» **Goal 1**:
Please print the records from the line containing "Subject: blue jeans" up to and including the line containing "xmin=0 ymin=110 xmax=342 ymax=244", reproducing each line unchanged.

» **Source**:
Some men - I know a few of them - just believe it's their right to have a wife and then fllirt with (or screw) as many other women as they can get.


----------



## lenzi (Apr 10, 2012)

malagacoast said:


> Yes, in my State you can get divorced within 3 weeks.


I meant that it was fast in that you went from considering divorce to filing divorce papers within 3 days.


----------



## malagacoast (Feb 2, 2015)

Lenzi:

The papers were at the Attorneys office for a couple of months already.
I just told him to go ahead recently.


----------



## lenzi (Apr 10, 2012)

Oh, so you had already filled out divorce papers and they were in the hands of your respective divorce attorneys long before you said that you were "considering divorce" on 2/21/15. 

Can you see why your posts are confusing to some of us helpful advice givers?


----------



## malagacoast (Feb 2, 2015)

My Question is : Do men like these exist? meaning, a woman could tell them "I think of you often" "can't wait to see you" "Thank you for a wonderful day " and do not consider that as a flirty, suggestive comment? or they are just full of it????

[Items from a labeling collection]

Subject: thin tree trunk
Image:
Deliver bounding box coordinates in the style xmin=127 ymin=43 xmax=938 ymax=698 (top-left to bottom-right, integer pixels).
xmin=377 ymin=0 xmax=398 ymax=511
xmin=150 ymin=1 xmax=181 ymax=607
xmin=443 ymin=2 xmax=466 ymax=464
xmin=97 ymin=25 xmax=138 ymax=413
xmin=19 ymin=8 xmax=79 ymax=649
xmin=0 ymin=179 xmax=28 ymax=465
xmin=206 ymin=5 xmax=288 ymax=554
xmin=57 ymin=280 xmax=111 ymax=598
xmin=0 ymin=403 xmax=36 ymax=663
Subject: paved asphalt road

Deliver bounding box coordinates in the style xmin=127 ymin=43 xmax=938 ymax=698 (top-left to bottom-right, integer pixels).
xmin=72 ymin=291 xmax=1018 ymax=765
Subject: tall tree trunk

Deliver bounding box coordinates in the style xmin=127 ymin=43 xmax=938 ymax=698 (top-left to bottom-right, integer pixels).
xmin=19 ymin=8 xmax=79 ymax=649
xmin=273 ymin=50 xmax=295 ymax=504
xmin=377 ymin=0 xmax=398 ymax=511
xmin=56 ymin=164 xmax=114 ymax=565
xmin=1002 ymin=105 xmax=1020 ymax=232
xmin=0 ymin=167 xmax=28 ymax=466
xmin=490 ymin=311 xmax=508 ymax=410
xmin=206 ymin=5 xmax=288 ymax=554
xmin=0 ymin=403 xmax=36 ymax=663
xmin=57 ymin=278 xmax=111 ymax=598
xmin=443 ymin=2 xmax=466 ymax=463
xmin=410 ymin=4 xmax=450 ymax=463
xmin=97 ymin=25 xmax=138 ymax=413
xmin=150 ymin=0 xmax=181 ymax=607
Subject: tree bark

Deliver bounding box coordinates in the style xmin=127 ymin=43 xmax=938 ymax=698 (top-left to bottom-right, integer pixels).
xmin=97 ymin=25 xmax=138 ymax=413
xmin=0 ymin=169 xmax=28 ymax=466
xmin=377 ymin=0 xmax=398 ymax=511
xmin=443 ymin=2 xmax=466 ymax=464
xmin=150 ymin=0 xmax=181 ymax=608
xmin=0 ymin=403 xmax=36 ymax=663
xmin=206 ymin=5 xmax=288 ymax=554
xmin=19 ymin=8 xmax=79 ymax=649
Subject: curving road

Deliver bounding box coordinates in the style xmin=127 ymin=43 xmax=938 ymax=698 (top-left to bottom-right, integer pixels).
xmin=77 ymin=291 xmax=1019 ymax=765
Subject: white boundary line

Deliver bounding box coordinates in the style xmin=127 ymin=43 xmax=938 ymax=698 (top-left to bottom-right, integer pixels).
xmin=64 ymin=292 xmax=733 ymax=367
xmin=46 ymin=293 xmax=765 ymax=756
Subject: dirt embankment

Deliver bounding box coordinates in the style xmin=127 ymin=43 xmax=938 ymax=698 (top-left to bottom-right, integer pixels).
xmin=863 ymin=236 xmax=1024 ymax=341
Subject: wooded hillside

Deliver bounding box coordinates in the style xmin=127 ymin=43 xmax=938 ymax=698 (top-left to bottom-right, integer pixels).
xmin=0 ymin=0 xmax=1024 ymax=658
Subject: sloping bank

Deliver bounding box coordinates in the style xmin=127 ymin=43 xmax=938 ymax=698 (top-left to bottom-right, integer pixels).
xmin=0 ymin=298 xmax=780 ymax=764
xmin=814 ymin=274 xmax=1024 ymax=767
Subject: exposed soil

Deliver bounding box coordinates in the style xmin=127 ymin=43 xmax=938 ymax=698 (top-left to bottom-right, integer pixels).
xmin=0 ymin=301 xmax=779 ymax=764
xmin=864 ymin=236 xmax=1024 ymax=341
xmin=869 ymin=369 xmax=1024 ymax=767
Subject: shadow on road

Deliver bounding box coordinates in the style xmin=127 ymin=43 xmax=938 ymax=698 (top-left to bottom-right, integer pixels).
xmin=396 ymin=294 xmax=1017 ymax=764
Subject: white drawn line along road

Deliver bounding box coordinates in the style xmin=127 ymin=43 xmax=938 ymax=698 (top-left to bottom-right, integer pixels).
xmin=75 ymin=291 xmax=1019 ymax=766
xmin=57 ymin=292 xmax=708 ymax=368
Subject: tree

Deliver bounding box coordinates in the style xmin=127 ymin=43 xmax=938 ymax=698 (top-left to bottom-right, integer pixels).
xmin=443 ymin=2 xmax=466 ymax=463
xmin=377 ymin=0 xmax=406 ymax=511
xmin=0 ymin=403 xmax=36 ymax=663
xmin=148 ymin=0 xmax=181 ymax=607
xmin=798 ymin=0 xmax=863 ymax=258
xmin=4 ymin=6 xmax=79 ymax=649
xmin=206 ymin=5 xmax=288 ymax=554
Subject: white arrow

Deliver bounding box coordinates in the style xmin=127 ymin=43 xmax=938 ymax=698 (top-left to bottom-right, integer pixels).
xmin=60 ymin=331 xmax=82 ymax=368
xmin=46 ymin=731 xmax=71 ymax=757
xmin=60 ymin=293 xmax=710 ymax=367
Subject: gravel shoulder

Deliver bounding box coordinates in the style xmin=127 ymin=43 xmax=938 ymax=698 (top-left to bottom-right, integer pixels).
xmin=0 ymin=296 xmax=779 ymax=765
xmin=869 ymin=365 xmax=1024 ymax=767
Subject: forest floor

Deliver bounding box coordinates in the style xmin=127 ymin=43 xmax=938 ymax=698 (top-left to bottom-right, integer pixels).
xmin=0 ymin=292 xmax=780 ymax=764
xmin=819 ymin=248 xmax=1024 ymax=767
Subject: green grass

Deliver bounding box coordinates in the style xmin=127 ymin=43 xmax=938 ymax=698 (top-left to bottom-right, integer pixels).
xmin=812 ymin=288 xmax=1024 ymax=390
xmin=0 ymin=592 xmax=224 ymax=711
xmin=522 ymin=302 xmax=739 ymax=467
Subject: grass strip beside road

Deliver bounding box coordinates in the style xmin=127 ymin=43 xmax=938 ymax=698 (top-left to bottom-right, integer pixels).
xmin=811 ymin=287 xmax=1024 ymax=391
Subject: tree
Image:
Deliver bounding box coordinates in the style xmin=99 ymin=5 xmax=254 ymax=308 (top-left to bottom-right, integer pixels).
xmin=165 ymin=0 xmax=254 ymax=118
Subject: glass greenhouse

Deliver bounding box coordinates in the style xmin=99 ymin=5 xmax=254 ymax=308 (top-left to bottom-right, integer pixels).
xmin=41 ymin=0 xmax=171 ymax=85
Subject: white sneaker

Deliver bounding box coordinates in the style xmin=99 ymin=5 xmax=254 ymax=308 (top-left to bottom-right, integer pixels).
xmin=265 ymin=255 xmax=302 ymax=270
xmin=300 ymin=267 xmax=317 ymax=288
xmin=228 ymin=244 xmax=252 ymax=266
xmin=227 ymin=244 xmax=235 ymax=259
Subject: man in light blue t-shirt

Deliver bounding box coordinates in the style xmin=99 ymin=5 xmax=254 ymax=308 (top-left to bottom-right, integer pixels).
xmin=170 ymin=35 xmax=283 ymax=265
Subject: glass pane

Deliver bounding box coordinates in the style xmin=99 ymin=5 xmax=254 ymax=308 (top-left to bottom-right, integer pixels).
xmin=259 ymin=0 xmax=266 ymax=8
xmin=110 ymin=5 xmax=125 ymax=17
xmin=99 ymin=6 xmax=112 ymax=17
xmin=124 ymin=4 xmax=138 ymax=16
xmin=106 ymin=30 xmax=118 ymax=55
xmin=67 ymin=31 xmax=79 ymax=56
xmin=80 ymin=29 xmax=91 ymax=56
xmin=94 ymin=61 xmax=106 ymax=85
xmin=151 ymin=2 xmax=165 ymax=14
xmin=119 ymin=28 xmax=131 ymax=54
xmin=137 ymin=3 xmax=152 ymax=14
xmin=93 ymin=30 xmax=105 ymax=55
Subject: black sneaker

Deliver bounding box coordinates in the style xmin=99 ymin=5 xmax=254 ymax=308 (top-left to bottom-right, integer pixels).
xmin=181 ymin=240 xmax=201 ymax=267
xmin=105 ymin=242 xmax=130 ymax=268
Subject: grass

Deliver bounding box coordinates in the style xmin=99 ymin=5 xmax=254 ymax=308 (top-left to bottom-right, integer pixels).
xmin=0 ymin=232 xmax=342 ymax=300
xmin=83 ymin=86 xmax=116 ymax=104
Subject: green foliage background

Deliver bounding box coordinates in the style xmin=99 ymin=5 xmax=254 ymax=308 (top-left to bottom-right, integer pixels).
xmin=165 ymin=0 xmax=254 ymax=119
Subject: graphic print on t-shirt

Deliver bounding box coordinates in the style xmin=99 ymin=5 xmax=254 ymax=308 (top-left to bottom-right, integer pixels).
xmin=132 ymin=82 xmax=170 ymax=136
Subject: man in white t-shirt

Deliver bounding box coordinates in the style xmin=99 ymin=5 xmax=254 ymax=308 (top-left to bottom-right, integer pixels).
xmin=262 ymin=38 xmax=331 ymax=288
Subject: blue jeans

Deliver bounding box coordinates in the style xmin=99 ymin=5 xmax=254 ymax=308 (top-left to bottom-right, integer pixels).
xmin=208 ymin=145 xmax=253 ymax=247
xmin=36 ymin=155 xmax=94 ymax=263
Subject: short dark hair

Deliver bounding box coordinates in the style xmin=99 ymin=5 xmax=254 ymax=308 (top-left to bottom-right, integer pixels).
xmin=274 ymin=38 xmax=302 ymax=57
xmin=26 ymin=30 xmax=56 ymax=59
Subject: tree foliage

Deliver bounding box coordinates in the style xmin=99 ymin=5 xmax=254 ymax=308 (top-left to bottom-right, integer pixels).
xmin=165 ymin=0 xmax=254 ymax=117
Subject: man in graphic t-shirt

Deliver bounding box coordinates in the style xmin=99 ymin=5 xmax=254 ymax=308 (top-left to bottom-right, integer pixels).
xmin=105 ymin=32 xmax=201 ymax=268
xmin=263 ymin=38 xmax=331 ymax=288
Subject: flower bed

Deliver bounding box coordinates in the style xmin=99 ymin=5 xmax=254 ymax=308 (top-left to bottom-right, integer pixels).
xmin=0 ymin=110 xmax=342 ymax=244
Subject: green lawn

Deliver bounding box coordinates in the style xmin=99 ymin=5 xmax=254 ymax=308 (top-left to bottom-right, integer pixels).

» **Goal 2**:
In the forum thread on divorce, how long had malagacoast's papers already been at the attorney's office?

» **Full solution 1**:
Subject: blue jeans

Deliver bounding box coordinates in the style xmin=99 ymin=5 xmax=254 ymax=308 (top-left to bottom-right, integer pixels).
xmin=208 ymin=145 xmax=253 ymax=247
xmin=36 ymin=155 xmax=94 ymax=263
Subject: short dark hair

Deliver bounding box coordinates in the style xmin=99 ymin=5 xmax=254 ymax=308 (top-left to bottom-right, integer pixels).
xmin=274 ymin=38 xmax=302 ymax=57
xmin=26 ymin=30 xmax=56 ymax=59
Subject: tree foliage

Deliver bounding box coordinates in the style xmin=99 ymin=5 xmax=254 ymax=308 (top-left to bottom-right, integer pixels).
xmin=165 ymin=0 xmax=254 ymax=117
Subject: man in graphic t-shirt

Deliver bounding box coordinates in the style xmin=99 ymin=5 xmax=254 ymax=308 (top-left to bottom-right, integer pixels).
xmin=105 ymin=32 xmax=201 ymax=268
xmin=263 ymin=38 xmax=331 ymax=288
Subject: flower bed

Deliver bounding box coordinates in the style xmin=99 ymin=5 xmax=254 ymax=308 (top-left to bottom-right, integer pixels).
xmin=0 ymin=110 xmax=342 ymax=244

» **Full solution 2**:
A couple of months.